**EXERCISE PASSAGE:**

-- Opening Marker --

You changed our palace to a scene from “Dallas”
When Blood Runs Cold
Songs about eating babies, murder, Satan, heartache, Aleister Crowley and narcotics, welcome to the New Church. The lesson will begin once the Lords arise.
Welcome to The Lords Of The New Church The Method To Our Madness, one of my favourites from the year of our Lords, 1984.

We are not Lords Of The New Church virgins here at 1537 and so I’ll take your knowledge of their superhero origin story as read*, they were unfocused but mighty and were only vulnerable to the element Sobernite.
By the time of their third LP, label IRS were getting a touch twitchy and teamed them with Chris Tsangarides** as producer, which worked really well. Rather unpredictably The Method To Our Madness also featured no fewer than two members of Manfred Mann and French jazz/classical pianist Jacques Loussier. Reader, it worked.

It’s all frock coats, frilly cuffs, leopard skin print and leather as far as the ear can see for the opener and title track. A none-more-80’s drum sound kicks the LP underway, like an underpowered motorbike, but that’s okay because Stiv’s sneer and James’ guitar riff could power a medium-sized city and these boys have a fiendish way with a chorus.
It gets way better on ‘I Never Believed’, where the chaps sound like Teardrop Explodes loaded up on cleaning products. It’s all doomed and romantic, all frock coated and floppy-armed, with some gorgeous lyrical guitar playing by Brian James, which then gets all vicious. This is very much vampire music, ‘Sometimes heaven helps the wicked … I slash my eyes out in a Bunuel mood’. This really was something new and old.

The Lords Of The New Church were very keen on putting the amp hire into vampire, witness the rest of the first side of The Method To Our Madness. The next three tracks are ‘Pretty Baby Scream’, ‘Fresh Flesh’ and ‘When Blood Runs Cold’. The first is a great cruiser of a track, the middle is just as rabid as it should be and the latter is elegiac and rather beautifully lost, featuring some gorgeous vocals from Bators.

-- Closing Marker --

**DATASET:**
-- Opening Marker --

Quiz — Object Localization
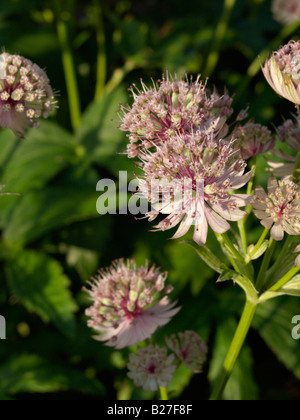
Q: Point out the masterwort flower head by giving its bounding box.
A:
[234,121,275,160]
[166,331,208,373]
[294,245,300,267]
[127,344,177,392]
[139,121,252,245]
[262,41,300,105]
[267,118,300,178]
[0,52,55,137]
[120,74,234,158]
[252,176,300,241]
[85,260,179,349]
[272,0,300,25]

-- Closing Marker --
-- Opening Marker --

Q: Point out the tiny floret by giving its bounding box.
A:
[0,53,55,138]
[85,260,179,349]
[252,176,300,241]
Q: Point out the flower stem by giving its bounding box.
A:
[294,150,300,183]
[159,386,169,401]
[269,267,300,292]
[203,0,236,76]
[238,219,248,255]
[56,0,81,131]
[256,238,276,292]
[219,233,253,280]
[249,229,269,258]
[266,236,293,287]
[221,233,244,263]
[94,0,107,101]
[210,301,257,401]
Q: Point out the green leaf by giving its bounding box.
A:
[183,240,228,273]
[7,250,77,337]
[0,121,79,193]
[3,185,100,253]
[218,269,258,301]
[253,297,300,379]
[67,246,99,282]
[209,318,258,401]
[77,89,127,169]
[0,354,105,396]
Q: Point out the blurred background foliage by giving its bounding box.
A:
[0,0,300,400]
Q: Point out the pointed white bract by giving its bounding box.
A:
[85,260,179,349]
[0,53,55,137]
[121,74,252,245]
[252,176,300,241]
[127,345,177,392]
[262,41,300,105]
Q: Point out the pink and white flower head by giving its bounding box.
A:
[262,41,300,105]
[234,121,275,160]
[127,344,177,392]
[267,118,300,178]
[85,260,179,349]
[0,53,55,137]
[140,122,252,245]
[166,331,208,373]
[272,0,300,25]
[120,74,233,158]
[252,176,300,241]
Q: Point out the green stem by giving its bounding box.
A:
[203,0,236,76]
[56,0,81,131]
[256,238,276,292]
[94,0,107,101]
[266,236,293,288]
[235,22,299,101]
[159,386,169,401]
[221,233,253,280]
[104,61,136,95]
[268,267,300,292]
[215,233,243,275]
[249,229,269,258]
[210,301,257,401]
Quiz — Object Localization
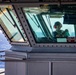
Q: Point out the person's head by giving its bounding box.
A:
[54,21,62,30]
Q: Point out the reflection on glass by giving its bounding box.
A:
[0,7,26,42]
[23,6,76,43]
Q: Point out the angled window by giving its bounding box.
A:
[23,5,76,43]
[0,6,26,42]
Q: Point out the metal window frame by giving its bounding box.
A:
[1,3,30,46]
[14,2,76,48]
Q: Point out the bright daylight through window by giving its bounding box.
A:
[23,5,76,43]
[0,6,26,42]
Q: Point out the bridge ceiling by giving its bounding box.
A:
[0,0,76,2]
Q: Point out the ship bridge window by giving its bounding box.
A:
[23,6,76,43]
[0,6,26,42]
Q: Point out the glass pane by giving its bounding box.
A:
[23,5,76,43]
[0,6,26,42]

-- Closing Marker --

**ASSIGNMENT:**
In the review of The Method To Our Madness, which French jazz/classical pianist appears on the LP? The records have nothing to do with the text.

**FINAL ANSWER:**
Jacques Loussier